- GIVEN TASK -
Gather every line of the listing that contains the string "tail", matching case exactly.

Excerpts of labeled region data
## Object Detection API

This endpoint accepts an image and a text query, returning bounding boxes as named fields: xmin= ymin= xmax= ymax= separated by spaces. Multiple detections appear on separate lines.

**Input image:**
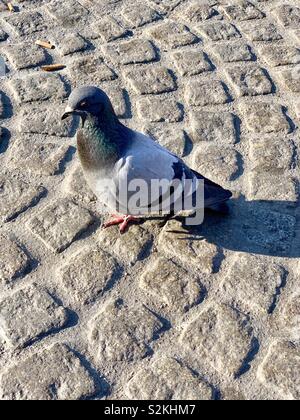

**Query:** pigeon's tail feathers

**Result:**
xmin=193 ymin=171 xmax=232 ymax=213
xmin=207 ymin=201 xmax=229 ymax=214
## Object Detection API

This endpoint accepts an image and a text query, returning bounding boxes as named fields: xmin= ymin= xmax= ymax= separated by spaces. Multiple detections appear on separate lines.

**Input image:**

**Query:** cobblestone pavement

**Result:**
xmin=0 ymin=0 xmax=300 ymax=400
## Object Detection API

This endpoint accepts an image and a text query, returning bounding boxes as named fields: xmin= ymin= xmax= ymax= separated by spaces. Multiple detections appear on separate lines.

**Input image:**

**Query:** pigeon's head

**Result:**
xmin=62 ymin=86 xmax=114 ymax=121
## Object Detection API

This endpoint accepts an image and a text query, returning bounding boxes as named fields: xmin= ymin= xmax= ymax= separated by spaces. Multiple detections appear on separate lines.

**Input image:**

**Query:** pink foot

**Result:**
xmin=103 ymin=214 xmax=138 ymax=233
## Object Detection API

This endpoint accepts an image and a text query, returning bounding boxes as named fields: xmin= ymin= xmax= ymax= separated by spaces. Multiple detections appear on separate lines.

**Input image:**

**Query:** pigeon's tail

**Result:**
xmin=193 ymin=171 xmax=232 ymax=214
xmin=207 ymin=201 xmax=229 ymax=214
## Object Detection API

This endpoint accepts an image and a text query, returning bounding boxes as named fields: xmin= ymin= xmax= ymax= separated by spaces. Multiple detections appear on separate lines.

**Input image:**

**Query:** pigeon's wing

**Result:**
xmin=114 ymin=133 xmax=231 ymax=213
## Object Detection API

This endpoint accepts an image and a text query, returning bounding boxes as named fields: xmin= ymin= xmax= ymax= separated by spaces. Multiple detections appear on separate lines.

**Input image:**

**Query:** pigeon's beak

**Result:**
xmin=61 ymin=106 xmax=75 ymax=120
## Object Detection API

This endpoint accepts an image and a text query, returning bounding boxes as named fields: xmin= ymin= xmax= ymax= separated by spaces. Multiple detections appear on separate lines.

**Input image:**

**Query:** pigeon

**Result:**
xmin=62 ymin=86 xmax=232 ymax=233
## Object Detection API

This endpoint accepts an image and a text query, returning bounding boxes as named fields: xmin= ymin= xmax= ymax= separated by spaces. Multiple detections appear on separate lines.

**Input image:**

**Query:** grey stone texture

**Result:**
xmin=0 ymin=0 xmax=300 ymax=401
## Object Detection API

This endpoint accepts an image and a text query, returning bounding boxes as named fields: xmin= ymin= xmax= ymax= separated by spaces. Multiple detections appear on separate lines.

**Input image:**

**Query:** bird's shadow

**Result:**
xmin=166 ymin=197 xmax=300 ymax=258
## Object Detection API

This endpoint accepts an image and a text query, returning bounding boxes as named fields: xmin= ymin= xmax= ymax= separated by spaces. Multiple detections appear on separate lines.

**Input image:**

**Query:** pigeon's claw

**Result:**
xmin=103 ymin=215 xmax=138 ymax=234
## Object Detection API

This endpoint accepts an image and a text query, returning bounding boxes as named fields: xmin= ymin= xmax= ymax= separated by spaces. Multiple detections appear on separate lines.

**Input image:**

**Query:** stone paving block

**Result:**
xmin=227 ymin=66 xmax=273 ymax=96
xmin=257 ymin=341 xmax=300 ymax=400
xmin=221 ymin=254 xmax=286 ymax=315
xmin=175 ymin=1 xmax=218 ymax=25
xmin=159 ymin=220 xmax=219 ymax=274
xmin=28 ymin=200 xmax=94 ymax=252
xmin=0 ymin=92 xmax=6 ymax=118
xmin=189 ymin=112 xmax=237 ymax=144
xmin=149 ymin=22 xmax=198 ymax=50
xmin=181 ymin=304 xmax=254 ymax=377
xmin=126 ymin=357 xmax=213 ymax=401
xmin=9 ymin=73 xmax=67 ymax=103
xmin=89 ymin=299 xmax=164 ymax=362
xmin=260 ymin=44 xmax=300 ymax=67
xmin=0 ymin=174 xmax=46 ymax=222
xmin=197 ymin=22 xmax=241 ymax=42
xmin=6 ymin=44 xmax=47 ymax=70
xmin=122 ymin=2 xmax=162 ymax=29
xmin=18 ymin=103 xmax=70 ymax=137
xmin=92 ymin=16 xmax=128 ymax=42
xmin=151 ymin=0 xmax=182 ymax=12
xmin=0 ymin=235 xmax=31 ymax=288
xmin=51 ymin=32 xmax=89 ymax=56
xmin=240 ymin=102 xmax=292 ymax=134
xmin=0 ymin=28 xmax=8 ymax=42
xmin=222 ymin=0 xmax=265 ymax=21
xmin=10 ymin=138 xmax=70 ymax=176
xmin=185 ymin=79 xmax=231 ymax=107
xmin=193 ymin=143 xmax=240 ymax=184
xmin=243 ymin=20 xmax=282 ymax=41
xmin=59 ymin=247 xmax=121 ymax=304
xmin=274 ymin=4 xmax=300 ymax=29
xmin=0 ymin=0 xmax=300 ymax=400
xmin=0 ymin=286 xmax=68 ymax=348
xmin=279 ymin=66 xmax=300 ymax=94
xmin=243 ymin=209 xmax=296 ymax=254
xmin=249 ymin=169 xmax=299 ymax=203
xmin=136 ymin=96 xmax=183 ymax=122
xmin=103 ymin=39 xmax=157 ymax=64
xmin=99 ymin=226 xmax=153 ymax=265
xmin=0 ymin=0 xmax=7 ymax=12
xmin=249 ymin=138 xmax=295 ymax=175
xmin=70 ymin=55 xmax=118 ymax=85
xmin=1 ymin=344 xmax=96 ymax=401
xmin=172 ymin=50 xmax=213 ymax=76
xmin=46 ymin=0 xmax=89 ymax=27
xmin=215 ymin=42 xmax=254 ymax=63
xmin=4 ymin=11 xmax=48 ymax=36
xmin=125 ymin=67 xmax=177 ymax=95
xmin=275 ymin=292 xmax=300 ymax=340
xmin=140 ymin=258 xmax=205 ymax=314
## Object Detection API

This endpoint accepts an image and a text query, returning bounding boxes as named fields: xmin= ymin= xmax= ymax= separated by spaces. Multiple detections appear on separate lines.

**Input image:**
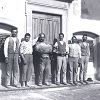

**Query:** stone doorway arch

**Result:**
...
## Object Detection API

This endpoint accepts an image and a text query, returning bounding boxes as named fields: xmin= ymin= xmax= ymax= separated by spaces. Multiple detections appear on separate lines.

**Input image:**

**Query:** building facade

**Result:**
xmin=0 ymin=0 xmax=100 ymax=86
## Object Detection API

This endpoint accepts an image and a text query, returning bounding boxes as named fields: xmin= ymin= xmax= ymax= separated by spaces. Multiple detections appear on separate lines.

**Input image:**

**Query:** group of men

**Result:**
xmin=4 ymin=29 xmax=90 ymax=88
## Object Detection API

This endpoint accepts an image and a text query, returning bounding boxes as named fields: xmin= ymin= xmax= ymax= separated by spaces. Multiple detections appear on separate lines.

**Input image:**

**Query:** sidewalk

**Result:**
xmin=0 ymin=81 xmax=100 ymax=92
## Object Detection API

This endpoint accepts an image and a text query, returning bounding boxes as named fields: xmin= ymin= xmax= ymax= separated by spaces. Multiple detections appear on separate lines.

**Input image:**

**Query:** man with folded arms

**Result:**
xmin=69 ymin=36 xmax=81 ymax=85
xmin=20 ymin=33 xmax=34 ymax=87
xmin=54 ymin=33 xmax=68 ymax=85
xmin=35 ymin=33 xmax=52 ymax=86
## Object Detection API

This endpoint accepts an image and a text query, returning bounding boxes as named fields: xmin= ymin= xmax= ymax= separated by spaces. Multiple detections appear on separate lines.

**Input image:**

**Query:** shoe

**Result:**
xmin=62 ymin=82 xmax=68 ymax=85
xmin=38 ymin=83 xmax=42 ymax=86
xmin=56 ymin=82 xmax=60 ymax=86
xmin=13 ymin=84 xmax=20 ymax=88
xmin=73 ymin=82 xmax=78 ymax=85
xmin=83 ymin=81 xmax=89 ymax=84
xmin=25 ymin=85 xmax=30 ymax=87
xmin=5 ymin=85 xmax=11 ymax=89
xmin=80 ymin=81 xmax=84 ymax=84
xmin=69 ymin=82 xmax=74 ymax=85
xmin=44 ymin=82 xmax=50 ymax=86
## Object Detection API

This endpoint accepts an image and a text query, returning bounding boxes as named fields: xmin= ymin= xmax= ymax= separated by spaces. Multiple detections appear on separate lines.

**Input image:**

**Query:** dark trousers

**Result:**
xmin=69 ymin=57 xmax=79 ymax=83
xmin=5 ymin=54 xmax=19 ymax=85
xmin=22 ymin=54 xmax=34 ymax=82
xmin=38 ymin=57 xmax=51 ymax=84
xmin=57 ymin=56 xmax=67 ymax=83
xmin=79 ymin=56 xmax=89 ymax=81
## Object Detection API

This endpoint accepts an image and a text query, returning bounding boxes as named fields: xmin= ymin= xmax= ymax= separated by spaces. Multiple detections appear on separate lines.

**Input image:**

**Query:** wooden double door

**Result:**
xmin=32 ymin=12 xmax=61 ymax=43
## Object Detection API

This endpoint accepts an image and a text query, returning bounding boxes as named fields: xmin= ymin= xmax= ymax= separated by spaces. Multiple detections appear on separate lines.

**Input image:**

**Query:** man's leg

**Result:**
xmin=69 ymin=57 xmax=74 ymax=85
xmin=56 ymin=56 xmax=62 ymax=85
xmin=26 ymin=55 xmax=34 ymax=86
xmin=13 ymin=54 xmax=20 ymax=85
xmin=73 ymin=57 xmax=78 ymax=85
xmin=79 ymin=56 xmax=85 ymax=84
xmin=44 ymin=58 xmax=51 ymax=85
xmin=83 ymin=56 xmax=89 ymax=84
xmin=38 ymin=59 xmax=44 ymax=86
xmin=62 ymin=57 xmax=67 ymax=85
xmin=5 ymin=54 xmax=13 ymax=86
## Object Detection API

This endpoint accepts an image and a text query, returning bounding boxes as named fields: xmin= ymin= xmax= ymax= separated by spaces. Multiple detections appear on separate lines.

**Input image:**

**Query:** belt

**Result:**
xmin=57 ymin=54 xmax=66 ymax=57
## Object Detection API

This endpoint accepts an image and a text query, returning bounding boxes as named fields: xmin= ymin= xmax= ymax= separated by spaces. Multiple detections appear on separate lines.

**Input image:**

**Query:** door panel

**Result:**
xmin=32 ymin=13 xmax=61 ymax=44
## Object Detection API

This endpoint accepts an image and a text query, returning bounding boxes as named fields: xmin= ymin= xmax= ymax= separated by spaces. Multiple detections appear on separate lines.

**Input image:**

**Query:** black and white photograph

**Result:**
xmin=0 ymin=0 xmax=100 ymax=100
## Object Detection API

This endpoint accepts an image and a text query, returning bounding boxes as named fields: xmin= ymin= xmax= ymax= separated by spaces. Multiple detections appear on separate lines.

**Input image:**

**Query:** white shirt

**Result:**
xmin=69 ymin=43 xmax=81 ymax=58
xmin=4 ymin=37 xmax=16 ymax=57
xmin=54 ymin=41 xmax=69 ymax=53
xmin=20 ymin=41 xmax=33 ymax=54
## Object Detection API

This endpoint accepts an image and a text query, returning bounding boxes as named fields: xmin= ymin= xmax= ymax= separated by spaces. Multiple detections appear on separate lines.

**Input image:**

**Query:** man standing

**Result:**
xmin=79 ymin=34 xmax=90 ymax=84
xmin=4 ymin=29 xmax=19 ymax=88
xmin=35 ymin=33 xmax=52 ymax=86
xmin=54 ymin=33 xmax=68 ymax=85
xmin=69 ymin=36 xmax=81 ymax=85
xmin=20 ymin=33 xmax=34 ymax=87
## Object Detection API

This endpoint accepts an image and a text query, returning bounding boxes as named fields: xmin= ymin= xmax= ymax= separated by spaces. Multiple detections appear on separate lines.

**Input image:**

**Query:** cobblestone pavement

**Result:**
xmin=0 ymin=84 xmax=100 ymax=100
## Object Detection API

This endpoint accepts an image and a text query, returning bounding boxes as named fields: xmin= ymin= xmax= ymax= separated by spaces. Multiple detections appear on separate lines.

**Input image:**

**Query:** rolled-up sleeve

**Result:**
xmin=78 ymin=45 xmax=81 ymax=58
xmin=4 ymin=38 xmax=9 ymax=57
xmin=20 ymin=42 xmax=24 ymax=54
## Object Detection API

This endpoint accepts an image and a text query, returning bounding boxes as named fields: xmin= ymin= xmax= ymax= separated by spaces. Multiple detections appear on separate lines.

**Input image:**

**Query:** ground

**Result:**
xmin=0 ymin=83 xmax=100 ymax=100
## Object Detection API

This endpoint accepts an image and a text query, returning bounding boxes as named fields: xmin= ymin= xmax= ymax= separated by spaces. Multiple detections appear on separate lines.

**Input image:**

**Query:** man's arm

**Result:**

- EXPECTED OUTPUT -
**Query:** pigeon's tail feathers
**Query:** pigeon's tail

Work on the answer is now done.